▶ [TASKS FOR THIS EXERCISE]
A. In the CUDA circular buffer post, reproduce the passage that begins at the words "The read device" and stops after the words "-index >= BUFFER_SIZE)".
B. According to the CUDA circular buffer post, what value is THREAD_NUM defined as?
C. Carry the CUDA circular buffer post forward from the point where it stops.

▶ [EXTRACTED TEXT]
↓

-2

I am implementing a circular global memory to enable all threads read/write data to the same buffer simultaneously. It is a very simple producer/consumer algorithm in cpu. But i found something wrong in my cuda code. The circular buffer was defined as follows:

#define BLOCK_NUM 1024
#define THREAD_NUM 64
#define BUFFER_SIZE BLOCK_NUM*THREAD_NUM*10
struct Stack {
    bool bDirty[BUFFER_SIZE];
    unsigned int index;
    unsigned int iStackSize;
}

The read device is implemented as

__device__ void read(Stack *pStack) {
    unsigned int index = atomicDec(&pStack->index, BUFFER_SIZE-1);
    if(- -index >= BUFFER_SIZE)

↑

▶ [RECORD EXCERPTS]
↓

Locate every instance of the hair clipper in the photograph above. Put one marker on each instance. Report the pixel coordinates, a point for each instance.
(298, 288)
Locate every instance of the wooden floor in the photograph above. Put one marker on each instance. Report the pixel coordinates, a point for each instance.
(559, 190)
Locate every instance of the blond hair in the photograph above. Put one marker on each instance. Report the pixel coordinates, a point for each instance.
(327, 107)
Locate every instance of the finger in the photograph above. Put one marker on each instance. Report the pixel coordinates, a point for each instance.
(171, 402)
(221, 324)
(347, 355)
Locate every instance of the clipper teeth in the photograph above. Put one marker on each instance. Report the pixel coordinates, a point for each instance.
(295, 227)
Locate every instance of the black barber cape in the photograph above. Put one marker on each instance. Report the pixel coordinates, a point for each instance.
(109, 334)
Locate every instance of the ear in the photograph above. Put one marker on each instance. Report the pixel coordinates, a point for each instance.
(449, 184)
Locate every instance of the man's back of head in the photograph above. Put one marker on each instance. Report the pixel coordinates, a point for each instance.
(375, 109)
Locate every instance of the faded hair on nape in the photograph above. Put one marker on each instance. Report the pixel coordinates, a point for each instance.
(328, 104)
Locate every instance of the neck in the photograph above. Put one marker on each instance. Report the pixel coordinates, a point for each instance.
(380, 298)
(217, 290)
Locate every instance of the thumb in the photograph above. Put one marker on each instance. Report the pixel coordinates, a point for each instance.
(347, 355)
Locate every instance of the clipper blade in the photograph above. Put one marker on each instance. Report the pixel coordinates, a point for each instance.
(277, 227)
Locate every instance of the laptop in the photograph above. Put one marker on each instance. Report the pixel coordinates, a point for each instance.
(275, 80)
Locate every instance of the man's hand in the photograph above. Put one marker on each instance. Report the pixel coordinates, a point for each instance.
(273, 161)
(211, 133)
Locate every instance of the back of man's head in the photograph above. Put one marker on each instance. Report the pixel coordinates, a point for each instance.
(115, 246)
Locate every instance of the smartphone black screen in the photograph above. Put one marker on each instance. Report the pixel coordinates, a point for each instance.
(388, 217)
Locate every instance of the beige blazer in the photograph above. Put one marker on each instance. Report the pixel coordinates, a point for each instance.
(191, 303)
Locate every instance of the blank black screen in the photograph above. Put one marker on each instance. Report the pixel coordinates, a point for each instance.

↑

▶ [ANSWERS PROVIDED]
A.
The read device is implemented as

__device__ void read(Stack *pStack) {
    unsigned int index = atomicDec(&pStack->index, BUFFER_SIZE-1);
    if(- -index >= BUFFER_SIZE)

B. THREAD_NUM is defined as 64.

C.
        index = BUFFER_SIZE - 1;
    // check
    if(pStack->bDirty[index] == false) {
        printf(“no data\n”);
        return;
    }
    //set read flag
    pStack->bDirty[index] = false;
    atomicSub(&pStack->iStackSize, 1);
}

The write device function is:

__device__ void write(Stack *pStack) {
    unsigned int index = atomicInc(&pStack->index, BUFFER_SIZE - 1);
    //check
    if(pStack->bDirty[index] == true) {
        printf(“why dirty\n”);
        return;
    }
    pStack->bDirty[index] = true;
    atomicAdd(&pStack->iStackSize, 1);
}

In order to test the read/write function in a more robust way, I write the following kernels:

__global__ void kernelWrite(Stack *pStack) {
    if(threadIdx.x != 0) //make write less than thread number for testing purpose
        write(pStack);
}

__global__ void kernelRead(Stack *pStack) {
    read(pStack);
    __syncthreads();
    if(threadIdx.x % 3 != 0) // make write less than read
        write(pStack);
    __syncthreads();
}

In the main function, I used a dead loop to test if the read/write is atomic.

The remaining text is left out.